Source material:
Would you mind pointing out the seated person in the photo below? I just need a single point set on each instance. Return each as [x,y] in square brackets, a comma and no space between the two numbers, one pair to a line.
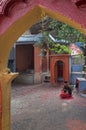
[66,91]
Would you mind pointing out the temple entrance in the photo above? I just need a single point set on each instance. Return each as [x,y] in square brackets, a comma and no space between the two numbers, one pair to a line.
[15,18]
[59,67]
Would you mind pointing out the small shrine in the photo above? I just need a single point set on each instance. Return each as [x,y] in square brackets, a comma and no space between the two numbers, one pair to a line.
[59,68]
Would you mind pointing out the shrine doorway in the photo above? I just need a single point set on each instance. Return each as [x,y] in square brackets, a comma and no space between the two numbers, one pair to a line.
[59,70]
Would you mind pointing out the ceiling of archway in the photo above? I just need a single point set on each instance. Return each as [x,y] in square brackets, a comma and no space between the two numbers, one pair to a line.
[69,10]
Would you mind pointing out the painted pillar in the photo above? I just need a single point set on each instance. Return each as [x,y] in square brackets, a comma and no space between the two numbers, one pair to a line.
[5,98]
[37,66]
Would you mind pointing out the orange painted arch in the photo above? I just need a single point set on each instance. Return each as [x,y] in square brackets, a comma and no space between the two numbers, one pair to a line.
[15,24]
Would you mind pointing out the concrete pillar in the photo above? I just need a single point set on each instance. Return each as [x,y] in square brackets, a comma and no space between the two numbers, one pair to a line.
[5,93]
[37,66]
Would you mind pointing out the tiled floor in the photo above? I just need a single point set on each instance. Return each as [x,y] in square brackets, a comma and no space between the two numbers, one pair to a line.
[39,107]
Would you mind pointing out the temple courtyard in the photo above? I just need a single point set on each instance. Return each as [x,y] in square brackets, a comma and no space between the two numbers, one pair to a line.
[39,107]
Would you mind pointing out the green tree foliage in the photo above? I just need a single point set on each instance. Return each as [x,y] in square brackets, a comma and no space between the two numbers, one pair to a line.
[66,32]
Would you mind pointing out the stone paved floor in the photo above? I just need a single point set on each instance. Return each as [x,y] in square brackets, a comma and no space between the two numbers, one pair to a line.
[39,107]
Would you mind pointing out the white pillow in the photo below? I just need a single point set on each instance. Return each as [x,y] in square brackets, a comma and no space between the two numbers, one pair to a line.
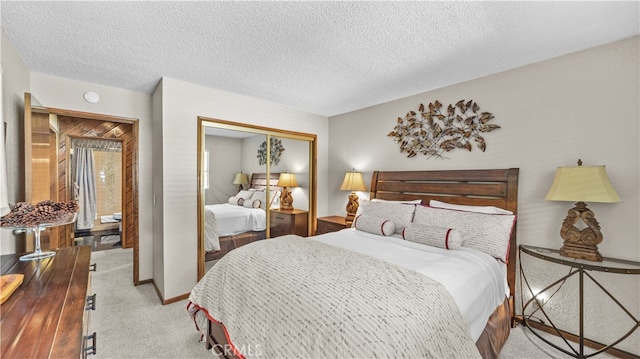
[461,207]
[442,237]
[412,201]
[252,203]
[489,233]
[380,226]
[275,200]
[400,214]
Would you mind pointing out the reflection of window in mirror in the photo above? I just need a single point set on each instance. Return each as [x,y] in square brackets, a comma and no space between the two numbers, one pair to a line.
[206,170]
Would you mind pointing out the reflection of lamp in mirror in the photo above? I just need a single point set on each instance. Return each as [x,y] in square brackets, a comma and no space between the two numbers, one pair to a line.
[241,179]
[579,184]
[352,182]
[286,180]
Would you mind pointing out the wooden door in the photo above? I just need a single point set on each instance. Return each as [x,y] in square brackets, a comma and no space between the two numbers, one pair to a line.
[41,167]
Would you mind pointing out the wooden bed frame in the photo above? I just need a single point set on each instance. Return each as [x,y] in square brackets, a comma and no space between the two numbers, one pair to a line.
[227,243]
[484,187]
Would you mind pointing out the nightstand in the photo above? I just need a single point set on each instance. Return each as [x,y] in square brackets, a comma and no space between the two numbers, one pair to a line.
[330,224]
[292,221]
[539,285]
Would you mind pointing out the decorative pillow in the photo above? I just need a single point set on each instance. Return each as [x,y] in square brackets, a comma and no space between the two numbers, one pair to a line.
[245,194]
[275,200]
[461,207]
[442,237]
[260,197]
[489,233]
[252,203]
[412,201]
[380,226]
[400,214]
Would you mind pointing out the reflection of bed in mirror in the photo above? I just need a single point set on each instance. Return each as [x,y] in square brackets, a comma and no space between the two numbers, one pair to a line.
[240,221]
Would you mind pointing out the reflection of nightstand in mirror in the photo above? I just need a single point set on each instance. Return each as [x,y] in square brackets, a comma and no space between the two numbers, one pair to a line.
[330,224]
[537,316]
[293,221]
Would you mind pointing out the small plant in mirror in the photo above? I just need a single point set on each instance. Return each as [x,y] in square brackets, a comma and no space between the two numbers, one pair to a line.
[431,132]
[276,151]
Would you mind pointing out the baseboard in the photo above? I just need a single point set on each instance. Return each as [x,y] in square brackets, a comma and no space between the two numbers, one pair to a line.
[170,300]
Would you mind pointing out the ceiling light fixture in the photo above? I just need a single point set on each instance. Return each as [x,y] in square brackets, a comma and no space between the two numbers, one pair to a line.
[91,97]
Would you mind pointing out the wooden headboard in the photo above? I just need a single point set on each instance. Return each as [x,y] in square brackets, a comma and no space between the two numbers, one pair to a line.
[491,187]
[259,181]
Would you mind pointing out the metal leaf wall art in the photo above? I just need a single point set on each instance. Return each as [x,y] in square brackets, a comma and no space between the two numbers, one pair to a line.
[275,152]
[432,132]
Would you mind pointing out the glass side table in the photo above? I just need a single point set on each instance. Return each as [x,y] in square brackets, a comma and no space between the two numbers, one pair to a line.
[582,269]
[38,253]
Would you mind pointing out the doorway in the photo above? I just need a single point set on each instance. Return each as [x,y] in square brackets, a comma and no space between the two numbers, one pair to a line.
[70,124]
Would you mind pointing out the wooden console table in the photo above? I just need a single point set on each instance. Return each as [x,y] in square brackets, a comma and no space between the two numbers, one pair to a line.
[48,314]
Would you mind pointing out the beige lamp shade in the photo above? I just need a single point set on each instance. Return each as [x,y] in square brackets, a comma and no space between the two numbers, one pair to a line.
[582,184]
[241,178]
[353,182]
[287,180]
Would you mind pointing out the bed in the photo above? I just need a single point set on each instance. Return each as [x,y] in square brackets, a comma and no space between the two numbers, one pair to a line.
[228,226]
[362,291]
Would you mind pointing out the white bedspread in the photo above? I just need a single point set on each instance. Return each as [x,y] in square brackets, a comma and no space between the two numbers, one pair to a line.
[293,297]
[476,280]
[227,220]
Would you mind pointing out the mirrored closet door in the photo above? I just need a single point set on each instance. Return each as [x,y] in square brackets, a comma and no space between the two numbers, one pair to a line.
[254,183]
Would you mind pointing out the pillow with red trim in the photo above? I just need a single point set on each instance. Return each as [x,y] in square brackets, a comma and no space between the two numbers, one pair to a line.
[489,233]
[375,225]
[401,214]
[442,237]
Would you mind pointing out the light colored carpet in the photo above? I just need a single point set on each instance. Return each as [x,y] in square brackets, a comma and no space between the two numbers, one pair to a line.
[131,322]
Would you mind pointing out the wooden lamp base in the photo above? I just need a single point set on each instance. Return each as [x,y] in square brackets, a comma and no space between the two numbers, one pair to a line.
[352,209]
[286,200]
[581,244]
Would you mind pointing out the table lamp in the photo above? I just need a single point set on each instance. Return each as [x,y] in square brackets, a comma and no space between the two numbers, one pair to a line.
[241,179]
[581,184]
[352,182]
[286,180]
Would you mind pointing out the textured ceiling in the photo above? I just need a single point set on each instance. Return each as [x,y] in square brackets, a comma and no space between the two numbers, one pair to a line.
[326,58]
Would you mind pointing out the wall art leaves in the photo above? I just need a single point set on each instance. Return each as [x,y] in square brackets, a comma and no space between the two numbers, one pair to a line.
[276,152]
[435,130]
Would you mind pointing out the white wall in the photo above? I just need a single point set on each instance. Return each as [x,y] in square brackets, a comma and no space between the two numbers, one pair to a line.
[182,103]
[15,82]
[584,105]
[63,93]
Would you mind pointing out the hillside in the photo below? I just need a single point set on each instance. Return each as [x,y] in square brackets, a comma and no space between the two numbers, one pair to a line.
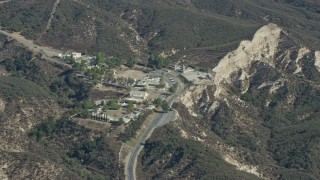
[203,30]
[37,139]
[261,115]
[255,115]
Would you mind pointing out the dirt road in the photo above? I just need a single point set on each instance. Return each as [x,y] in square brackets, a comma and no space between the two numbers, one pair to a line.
[47,52]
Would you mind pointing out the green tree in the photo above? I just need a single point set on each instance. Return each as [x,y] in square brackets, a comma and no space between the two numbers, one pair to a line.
[130,106]
[131,62]
[157,102]
[89,104]
[157,62]
[173,88]
[101,58]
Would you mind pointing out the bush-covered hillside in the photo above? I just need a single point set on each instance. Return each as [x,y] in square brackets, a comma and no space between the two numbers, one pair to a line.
[136,28]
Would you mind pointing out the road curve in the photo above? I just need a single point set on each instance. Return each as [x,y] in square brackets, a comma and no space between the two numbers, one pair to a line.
[160,120]
[46,52]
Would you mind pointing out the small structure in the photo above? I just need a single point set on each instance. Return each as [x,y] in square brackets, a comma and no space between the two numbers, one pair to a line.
[151,107]
[148,81]
[138,96]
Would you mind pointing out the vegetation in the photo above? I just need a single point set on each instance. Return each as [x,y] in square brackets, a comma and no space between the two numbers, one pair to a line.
[173,88]
[184,157]
[12,88]
[158,62]
[89,159]
[134,126]
[112,105]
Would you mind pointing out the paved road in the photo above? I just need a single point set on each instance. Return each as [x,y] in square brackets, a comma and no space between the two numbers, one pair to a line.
[160,120]
[47,52]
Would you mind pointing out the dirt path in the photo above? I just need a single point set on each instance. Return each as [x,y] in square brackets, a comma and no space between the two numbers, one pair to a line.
[47,52]
[54,8]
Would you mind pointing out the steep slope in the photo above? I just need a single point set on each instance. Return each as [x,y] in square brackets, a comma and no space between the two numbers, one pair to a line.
[261,115]
[37,138]
[203,30]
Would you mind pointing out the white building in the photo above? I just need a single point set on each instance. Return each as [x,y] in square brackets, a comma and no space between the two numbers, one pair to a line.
[137,96]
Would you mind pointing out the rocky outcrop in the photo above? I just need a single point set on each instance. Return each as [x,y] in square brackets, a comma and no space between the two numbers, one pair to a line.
[249,84]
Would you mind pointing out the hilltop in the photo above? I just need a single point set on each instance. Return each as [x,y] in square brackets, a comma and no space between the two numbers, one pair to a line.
[202,30]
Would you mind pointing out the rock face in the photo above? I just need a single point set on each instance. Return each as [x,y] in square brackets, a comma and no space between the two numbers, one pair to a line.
[264,92]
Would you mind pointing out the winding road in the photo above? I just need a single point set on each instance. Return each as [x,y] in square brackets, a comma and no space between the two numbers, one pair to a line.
[160,120]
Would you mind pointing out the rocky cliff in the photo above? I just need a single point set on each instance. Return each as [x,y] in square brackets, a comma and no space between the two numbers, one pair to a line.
[262,111]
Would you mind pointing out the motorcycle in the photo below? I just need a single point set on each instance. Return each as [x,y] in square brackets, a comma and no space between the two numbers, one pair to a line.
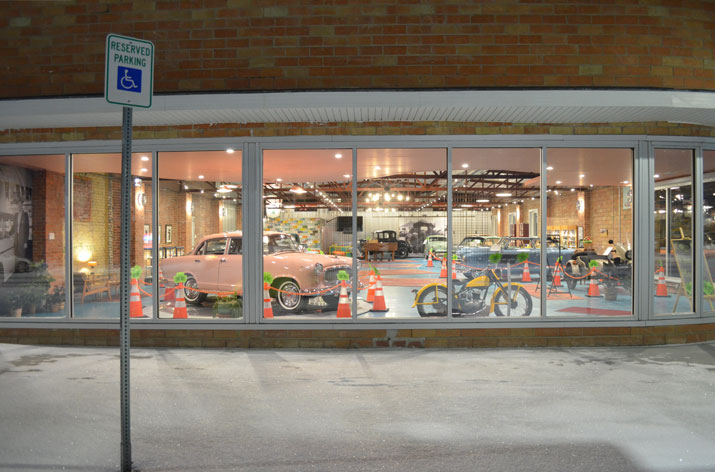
[479,293]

Your objective:
In the records, the line containing "Would you mind pointing out the motorcycle" starts the span and the final line ends it. Output exactly that span, both ends included, with no pictures and nothing else.

Answer space:
Would you mind pointing out the motorcycle in the photo below? I just need a single point set on each instance. Return each as [x,y] in square brackets, a comma and no space between the two numbers, one pair to a line.
[479,293]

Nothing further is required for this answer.